RAW RECORDS:

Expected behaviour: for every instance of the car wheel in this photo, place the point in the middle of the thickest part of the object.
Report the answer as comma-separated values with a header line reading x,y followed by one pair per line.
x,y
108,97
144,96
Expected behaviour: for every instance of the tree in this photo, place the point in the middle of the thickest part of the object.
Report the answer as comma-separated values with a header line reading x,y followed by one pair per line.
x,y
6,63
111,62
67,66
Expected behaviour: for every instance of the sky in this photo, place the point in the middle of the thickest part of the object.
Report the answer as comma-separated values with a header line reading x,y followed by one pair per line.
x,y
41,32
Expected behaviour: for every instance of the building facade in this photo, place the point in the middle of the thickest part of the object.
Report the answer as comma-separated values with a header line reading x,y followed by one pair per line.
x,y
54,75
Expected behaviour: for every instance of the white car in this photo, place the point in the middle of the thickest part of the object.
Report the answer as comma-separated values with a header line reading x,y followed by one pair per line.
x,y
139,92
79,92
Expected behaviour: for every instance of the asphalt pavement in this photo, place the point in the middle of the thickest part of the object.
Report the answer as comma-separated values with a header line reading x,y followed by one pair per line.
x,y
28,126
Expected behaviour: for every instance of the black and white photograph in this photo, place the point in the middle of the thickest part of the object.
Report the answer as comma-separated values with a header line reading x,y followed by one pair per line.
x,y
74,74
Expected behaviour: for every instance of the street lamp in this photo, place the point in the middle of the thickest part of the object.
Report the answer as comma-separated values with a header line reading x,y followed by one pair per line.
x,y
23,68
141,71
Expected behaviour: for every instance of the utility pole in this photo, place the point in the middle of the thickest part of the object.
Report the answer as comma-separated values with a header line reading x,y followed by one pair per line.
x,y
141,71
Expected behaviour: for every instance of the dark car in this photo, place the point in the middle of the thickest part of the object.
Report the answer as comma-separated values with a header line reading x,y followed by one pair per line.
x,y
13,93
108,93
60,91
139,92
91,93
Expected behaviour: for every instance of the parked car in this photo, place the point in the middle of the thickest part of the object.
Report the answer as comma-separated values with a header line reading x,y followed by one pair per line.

TASK DIRECTIONS: Turn all of the lines above into a numbered list, leaving out any blank lines.

TASK SOLUTION:
1. Expected behaviour: for every instance of the car wheel in this photo, place the point in the middle of the thickest part of the object.
2. Report the answer as comma-separated values with a header line reading x,y followed by one pair per line.
3. x,y
4. 108,97
5. 144,96
6. Expected behaviour: for every instance of the tree in this photo, place the point in the middle of the thickest part of the object.
7. Report the answer as comma-separated values with a header line reading x,y followed by one pair per line.
8. x,y
9. 6,63
10. 111,62
11. 67,66
12. Expected behaviour: for every instance of the sky in this photo, place the point in the middle of the thickest part of the object.
13. Report the answer as comma-separated values with a header line reading x,y followed by one pair per line.
14. x,y
15. 41,32
16. Expected behaviour: for every instance of the building facade in this photo, place the point in the middle of the thickest part of the object.
17. Report the answer as comma-separated values with a header line reading x,y followed by one pair per line.
18. x,y
19. 54,75
20. Expected behaviour: for every instance of the white car in this photo, place the point in the middle of the thickest part of the object.
21. Report the answer as comma-separated values with a header line reading x,y followed by one pair per line.
22. x,y
23. 139,92
24. 79,92
25. Expected behaviour: for every instance of the asphalt pavement in this photo, place the point in the middle of the thickest part of the object.
26. Report the answer as comma-separated values with a header line reading x,y followed by one pair per line.
27. x,y
28. 28,126
29. Expected behaviour: for every instance of the black and white photograph in this photo, place the point in the middle of the thickest part of the object.
30. Report the answer as comma-separated values with a header line reading x,y followed by one pair per line.
31. x,y
32. 74,74
33. Expected behaviour: for every instance of the street lamp in this photo, place the point in the middle of the thickest part of the object.
34. Report the answer as comma-separated values with a header line reading x,y followed by one pair per line.
35. x,y
36. 23,68
37. 141,71
38. Expected behaviour: for every instance of the utility pole in this photo, place the point in the middle of the thickest part of the object.
39. Report the answer as comma-separated values with a header line reading x,y followed by one pair per line.
40. x,y
41. 141,71
42. Expected behaviour: for every instance of the dark car in this photo, place the point in the middle of the thickest part of the object.
43. Report the answer as comma-separated values with a header line reading x,y followed by one pair per line.
44. x,y
45. 13,93
46. 108,93
47. 60,91
48. 139,92
49. 91,93
50. Expected behaviour: for every instance of the parked car in this photo, place the point in the middle of the thickest part of the object.
51. Report the answer as comma-separated values with a header line reading x,y followed by one pair per line.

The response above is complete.